Пробыв первые несколько дней в залах выставки без дела, к тому же не зная языка, Сергей Тимофеевич крепко затосковал. На выставке пустынно, приходят практически лишь покупатели. Они подолгу о чем-то договариваются с Грабарем. Русским, которые «без языка», занять себя нечем. Залы разгорожены фанерными щитами. Оглядишься — вокруг лес бетонных столбов-опор. Скука. Коненков заметил, как у окна, ссутулившись, стоит Иван Дмитриевич Сытин. Направился к нему. Поздоровались. На лице обычно радушного Сытина скорбь.

— Что мы с тобой здесь — маленькие букашки! — философски произнес Иван Дмитриевич, глядя на Нью-Йорк. Внизу в широком каменном ущелье бился бурный поток машин, словно муравьи через перекресток и по тротуарам торопливо двигались люди.

Сытин и Трояновский рвались домой к своим издательским делам. Когда в мае выставка на Лесингтон-стрит закрылась и добросовестнейший во всех делах Игорь Эммануилович Грабарь мог считать, что свой долг представителя русских экспонентов на нью-йоркской выставке исполнил, он тоже засобирался в Москву. Из датируемого 24 мая 1924 года письма Грабаря жене видно, что Коненков остается в Америке: «Нестеров, который очень усердно переписывается с Виноградовым… озабочен тем, что тут пойдет дело без нас, и спрашивает, не лучше ли было бы поручить общее руководство кому-либо из остающихся — Коненкову, Захарову?»

Ввиду определенного успеха нью-йоркской экспозиции комитет Выставки русского искусства получил ряд предложений о передвижении ее по разным городам Северной Америки. После закрытия выставка разъезжала по разным городам США и Канады в течение почти двух лет.

Значит, тот весенний месяц от середины марта, когда скульптор горько сетовал на то, что заехал в такую даль, до середины апреля, когда созрело решение остаться, — в жизни Коненкова много значил.

В марте было много поводов для тоски. Непонимание американской публикой его искусства. Безденежье. Жить практически было не на что. Для него жить — значит работать. Возможности работать по скульптуре в четырех стенах гостиничного номера, где чисто, душно, тесно, как в сушильном шкафу, где не повернешься, где негде поставить станок, замочить глину — не было. Здесь не сядешь, повязав фартук, на старый диван или табуретку с фигурной стамеской в руках, чтобы превратить в реальность то, что живет пока только в твоем воображении. А так хочется забыться за работой. Студия на Пресне вспоминается как земля обетованная.

В эти первые трудные дни ностальгия настигает и его прекрасную спутницу жизни, Маргарита Ивановна в письмах к сестре Валентине просит прислать горсть родной земли. Однако ее пессимизм и тоска по Родине развеялись после нескольких выходов в свет. Появились знакомые из числа русских эмигрантов, готовые поддержать словом и делом. Со всех сторон слышалось: «Вначале и нам, ох, как несладко жилось». Встречались и космополиты, которые, по их словам, отвыкли от России, дескать, им там все чужое. Маргарита Ивановна, в общем, разделяла их чувства. Даже вначале, пока не обжились, здесь ей удобно — всюду чистота, комфорт, внимание.
***
# Условия задания:
a - Сколько времени, согласно отрывку о Коненкове в Америке, выставка после закрытия разъезжала по городам США и Канады?
b - Продолжите отрывок о Коненкове в Америке, начав сразу после его последнего предложения.

# Исходные данные:
***
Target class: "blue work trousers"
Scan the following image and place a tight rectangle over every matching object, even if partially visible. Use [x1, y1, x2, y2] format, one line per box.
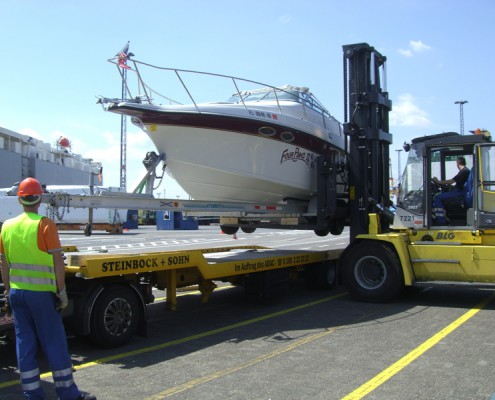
[9, 289, 80, 400]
***
# Ответы к заданию:
a - Почти два года.

b -
Коненковы появились в Нью-Йорке 28 февраля, а 28 марта наступил конец полного безденежья. Нью-Йоркский адвокат Морис Хилквит купил деревянную статуэтку — одну из своеобразных его Венер, а мистер Крэн раскошелился на 75 долларов — купил игрушку-куклу.

Сергею Тимофеевичу очень хочется нанять мастерскую. А цены кусаются — студия стоит от 150 до 400 долларов в месяц. У него пока нет таких средств. Он переезжает из гостиницы в меблированные комнаты квартиросдатчицы миссис Дэвис и разворачивает в них импровизированную скульптурную студию.

В Риге Коненкова застало известие о смерти В, И. Ленина. Тогда же по памяти он принялся рисовать Ленина. Он впервые доверил бумаге то, что хранила его намять художника. В Нью-Йорке на основе этих эскизов создает композицию «Владимир Ильич Ленин, произносящий речь». Душевная потребность всегда для Коненкова выше житейских обстоятельств. Он вырубает в дереве небольшую фигуру Л. Н. Толстого, Ф. М. Достоевского и голову Христа. Виден масштаб философской работы ума. Большое по-настоящему открывается на расстоянии. Темы — Ленин, Достоевский, Толстой, Христос в 1924 году обозначены. Они станут предметом постоянных размышлений художника.

В Нью-Йорке гастролировал Шаляпин. Если в Москве встречи Коненкова с Федором Ивановичем происходили «по випе» его взрослых детей, то здесь, на чужбине, они потянулись друг к другу. Когда увиделись на открытии Выставки русского искусства в Гранд Централ Палас, Коненков припомнил вечер в мастерской на Пресне.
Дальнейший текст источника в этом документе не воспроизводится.